#### Excerpted text
Regional News
Thursday's news briefs from the Associated Press
NY Assembly passes its moratorium on fracking
ALBANY, N.Y. (AP) New York's Assembly has voted to suspend until 2015 any action on allowing gas drilling using hydraulic fracturing, which environmentalists fear threatens the public's health.
The Assembly vote on Wednesday follows a bill introduced Wednesday in the Senate, which would put off the decision by Gov. Andrew Cuomo for up to two years.
Each house wants to provide time for the Cuomo administration to consider state, federal, university and private sector studies. Key among them is a health review in Pennsylvania known as the Geisinger study that will compare data about residents near gas drilling wells before and after the process was allowed.
Cuomo has said he'll await recommendations from his health and environmental conservation departments. He has not set a deadline for that process.
2 firefighters wounded in Webster shooting speak
WEBSTER, N.Y. (AP) The two Rochester-area firefighters who survived the Christmas Eve shooting that claimed the lives of two comrades say it's going to be a long road back to recovery.
Speaking publicly for the first time Wednesday, Joseph Hofstetter and Theodore Scardino thanked the public for the support after both were shot the morning of Dec. 24 at the scene of a house fire in Webster, just east of Rochester. Two other firefighters, Michael Chiapperini and Tomasz Kaczowka, were killed when William Spengler opened fire on them as they arrived on the scene.
########
Repeat the AP news briefs above word for word, in full.
#### Listed records
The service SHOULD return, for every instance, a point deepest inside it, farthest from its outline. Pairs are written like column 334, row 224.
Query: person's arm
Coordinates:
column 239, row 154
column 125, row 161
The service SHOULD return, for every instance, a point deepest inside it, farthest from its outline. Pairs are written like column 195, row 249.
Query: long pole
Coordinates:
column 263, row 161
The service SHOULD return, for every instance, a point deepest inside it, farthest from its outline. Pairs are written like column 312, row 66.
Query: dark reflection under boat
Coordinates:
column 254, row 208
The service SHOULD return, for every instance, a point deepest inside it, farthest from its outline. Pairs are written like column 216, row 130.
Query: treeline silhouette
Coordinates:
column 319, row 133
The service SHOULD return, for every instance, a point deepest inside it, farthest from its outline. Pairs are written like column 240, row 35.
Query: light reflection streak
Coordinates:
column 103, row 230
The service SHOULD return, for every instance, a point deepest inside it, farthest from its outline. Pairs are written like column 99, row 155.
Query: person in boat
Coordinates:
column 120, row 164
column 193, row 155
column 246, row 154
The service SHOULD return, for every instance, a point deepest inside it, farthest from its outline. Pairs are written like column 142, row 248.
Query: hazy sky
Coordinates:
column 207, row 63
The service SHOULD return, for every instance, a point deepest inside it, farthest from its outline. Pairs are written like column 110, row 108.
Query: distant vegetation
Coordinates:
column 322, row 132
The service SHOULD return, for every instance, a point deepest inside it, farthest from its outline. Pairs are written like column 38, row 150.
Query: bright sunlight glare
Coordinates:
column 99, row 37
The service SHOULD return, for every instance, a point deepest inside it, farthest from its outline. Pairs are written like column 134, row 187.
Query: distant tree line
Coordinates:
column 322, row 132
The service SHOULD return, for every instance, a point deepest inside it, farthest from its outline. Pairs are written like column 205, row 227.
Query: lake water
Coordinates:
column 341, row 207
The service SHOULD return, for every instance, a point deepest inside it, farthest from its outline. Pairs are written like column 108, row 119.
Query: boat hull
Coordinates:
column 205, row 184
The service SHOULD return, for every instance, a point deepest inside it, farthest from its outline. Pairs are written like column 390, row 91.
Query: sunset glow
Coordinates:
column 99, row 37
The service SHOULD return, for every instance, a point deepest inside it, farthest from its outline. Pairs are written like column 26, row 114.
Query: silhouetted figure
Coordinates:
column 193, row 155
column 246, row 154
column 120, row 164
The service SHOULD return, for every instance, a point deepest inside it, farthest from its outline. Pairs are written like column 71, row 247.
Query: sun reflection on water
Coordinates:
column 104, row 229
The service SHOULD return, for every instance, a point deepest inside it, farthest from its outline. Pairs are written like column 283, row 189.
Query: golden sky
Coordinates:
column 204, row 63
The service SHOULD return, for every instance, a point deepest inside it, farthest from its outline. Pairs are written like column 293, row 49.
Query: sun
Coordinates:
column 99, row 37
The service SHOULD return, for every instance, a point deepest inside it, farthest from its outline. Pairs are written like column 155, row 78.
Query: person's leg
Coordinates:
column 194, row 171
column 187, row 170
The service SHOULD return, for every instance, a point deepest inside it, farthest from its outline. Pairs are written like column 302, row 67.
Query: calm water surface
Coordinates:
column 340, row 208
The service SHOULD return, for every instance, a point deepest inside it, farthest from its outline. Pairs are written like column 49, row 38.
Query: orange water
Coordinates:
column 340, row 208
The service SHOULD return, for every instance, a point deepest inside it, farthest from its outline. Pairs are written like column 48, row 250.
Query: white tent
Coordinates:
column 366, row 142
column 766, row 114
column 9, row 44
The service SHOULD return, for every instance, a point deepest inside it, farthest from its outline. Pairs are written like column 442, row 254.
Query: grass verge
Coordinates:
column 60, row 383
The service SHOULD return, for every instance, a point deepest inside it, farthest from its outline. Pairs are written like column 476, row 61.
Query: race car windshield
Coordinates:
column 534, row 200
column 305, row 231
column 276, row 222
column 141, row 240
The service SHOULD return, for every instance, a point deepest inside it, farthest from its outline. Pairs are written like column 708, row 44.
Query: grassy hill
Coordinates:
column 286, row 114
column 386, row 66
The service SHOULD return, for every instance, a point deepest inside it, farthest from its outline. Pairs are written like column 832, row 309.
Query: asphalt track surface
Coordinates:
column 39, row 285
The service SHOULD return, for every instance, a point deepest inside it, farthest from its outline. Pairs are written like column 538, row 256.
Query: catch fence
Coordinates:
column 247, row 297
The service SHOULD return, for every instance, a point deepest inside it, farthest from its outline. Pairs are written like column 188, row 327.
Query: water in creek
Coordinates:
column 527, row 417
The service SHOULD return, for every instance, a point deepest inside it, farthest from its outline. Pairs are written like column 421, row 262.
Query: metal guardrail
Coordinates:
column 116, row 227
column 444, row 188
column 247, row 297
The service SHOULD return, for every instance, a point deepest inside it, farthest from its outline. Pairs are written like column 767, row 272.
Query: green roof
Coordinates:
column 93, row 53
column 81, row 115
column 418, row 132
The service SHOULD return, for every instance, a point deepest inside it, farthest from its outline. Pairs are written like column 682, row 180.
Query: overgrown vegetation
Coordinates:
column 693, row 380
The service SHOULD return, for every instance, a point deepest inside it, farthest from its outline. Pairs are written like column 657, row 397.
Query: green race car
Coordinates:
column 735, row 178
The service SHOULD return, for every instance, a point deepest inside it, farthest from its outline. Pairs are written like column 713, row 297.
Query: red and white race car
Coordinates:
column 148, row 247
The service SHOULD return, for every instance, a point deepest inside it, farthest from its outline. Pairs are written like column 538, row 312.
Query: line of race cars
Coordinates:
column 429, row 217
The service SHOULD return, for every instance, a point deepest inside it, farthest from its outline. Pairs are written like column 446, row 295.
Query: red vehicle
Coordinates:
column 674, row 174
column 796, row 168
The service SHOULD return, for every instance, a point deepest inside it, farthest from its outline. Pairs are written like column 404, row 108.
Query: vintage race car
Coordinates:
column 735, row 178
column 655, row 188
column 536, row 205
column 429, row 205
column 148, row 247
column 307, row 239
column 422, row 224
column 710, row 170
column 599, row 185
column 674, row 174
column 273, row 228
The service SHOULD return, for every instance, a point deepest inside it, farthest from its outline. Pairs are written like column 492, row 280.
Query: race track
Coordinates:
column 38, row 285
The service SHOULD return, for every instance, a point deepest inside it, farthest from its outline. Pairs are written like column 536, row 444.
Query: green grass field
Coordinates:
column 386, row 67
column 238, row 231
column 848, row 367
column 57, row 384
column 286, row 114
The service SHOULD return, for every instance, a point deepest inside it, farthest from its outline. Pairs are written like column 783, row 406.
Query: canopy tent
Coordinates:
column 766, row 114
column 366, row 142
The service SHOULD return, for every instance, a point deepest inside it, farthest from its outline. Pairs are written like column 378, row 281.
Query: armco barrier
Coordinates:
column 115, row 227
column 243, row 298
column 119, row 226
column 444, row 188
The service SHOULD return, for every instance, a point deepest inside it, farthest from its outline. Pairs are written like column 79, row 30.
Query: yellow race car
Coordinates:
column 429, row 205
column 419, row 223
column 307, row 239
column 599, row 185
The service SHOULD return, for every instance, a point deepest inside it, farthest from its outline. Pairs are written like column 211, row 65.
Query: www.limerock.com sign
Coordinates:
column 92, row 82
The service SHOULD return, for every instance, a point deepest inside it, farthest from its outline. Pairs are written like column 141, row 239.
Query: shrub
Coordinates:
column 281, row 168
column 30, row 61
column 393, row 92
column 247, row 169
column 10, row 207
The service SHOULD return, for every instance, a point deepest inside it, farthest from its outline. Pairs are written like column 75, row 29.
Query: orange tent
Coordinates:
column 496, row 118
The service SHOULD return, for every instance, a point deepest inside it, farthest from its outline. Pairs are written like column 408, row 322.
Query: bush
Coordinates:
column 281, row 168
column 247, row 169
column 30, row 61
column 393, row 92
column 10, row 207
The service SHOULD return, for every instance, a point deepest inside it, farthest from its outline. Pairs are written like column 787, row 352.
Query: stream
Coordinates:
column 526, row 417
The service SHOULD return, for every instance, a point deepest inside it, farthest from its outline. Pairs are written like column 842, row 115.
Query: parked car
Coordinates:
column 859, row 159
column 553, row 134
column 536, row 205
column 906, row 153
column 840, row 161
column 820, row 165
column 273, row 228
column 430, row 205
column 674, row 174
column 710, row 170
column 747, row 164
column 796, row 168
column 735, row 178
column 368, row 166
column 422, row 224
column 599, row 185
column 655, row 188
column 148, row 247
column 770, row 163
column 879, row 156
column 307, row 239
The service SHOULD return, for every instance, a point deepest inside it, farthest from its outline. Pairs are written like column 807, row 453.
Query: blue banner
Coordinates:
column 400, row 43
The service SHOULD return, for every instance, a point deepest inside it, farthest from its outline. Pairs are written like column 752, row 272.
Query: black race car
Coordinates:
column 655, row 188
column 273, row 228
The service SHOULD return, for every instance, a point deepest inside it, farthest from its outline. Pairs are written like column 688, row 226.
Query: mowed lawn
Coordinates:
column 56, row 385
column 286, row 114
########
* _Answer to this exercise_:
Regional News
Thursday's news briefs from the Associated Press
NY Assembly passes its moratorium on fracking
ALBANY, N.Y. (AP) New York's Assembly has voted to suspend until 2015 any action on allowing gas drilling using hydraulic fracturing, which environmentalists fear threatens the public's health.
The Assembly vote on Wednesday follows a bill introduced Wednesday in the Senate, which would put off the decision by Gov. Andrew Cuomo for up to two years.
Each house wants to provide time for the Cuomo administration to consider state, federal, university and private sector studies. Key among them is a health review in Pennsylvania known as the Geisinger study that will compare data about residents near gas drilling wells before and after the process was allowed.
Cuomo has said he'll await recommendations from his health and environmental conservation departments. He has not set a deadline for that process.
2 firefighters wounded in Webster shooting speak
WEBSTER, N.Y. (AP) The two Rochester-area firefighters who survived the Christmas Eve shooting that claimed the lives of two comrades say it's going to be a long road back to recovery.
Speaking publicly for the first time Wednesday, Joseph Hofstetter and Theodore Scardino thanked the public for the support after both were shot the morning of Dec. 24 at the scene of a house fire in Webster, just east of Rochester. Two other firefighters, Michael Chiapperini and Tomasz Kaczowka, were killed when William Spengler opened fire on them as they arrived on the scene.